### [Problem requirements]
From the entries below, return the lines verbatim, starting with the line that contains "accordion in the photo above." and ending with the line that contains "pavement in the photo above.", both included.

START Source records

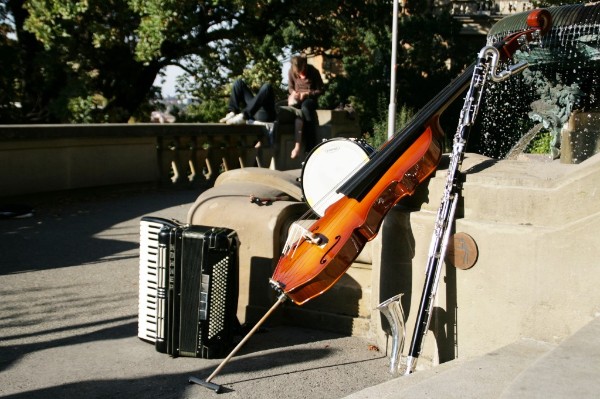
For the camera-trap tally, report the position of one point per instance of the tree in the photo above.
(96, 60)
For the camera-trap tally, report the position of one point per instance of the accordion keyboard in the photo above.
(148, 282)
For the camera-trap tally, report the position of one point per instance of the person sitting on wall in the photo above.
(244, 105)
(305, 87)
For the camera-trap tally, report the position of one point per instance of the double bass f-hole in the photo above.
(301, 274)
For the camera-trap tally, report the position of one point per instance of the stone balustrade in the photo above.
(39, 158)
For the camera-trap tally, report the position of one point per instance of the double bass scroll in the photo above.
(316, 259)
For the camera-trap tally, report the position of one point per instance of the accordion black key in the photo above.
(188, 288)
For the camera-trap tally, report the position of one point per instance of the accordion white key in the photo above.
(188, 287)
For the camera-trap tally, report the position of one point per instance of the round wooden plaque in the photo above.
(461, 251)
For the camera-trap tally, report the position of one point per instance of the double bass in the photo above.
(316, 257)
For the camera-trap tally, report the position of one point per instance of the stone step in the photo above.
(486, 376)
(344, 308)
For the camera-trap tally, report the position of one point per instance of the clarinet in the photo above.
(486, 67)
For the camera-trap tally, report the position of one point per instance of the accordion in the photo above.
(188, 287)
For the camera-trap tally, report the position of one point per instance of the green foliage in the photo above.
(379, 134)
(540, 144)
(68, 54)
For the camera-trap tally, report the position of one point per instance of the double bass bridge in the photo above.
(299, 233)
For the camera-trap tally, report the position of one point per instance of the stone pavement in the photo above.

END Source records
START Source records

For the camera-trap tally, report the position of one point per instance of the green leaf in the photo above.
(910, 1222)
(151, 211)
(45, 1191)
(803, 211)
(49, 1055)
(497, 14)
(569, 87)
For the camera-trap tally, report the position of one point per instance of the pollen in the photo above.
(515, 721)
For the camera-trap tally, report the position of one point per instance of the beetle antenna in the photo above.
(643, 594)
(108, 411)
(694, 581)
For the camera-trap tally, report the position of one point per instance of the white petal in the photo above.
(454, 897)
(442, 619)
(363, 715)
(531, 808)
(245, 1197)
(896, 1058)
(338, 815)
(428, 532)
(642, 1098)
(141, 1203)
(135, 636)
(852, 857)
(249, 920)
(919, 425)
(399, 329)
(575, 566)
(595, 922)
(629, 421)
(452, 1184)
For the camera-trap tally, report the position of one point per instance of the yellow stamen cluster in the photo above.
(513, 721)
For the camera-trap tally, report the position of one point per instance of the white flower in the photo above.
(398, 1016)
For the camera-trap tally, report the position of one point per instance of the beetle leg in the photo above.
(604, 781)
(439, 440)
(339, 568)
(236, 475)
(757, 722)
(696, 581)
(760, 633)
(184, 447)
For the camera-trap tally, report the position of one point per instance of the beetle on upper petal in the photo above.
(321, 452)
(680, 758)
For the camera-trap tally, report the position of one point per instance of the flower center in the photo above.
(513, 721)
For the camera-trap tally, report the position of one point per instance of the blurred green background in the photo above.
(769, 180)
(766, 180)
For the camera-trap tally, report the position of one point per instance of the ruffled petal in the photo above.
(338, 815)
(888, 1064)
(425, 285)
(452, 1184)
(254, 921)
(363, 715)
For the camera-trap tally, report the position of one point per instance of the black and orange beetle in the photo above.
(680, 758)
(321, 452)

END Source records

### [Answer to this problem]
For the camera-trap tally, report the position of one point per instance of the accordion in the photo above.
(188, 287)
For the camera-trap tally, report the position of one point per instance of the green foliage in the photo above.
(379, 134)
(540, 144)
(68, 54)
For the camera-trap tally, report the position of one point per instance of the double bass bridge in the photo above.
(299, 233)
For the camera-trap tally, report the position of one point per instance of the stone pavement in the photo above.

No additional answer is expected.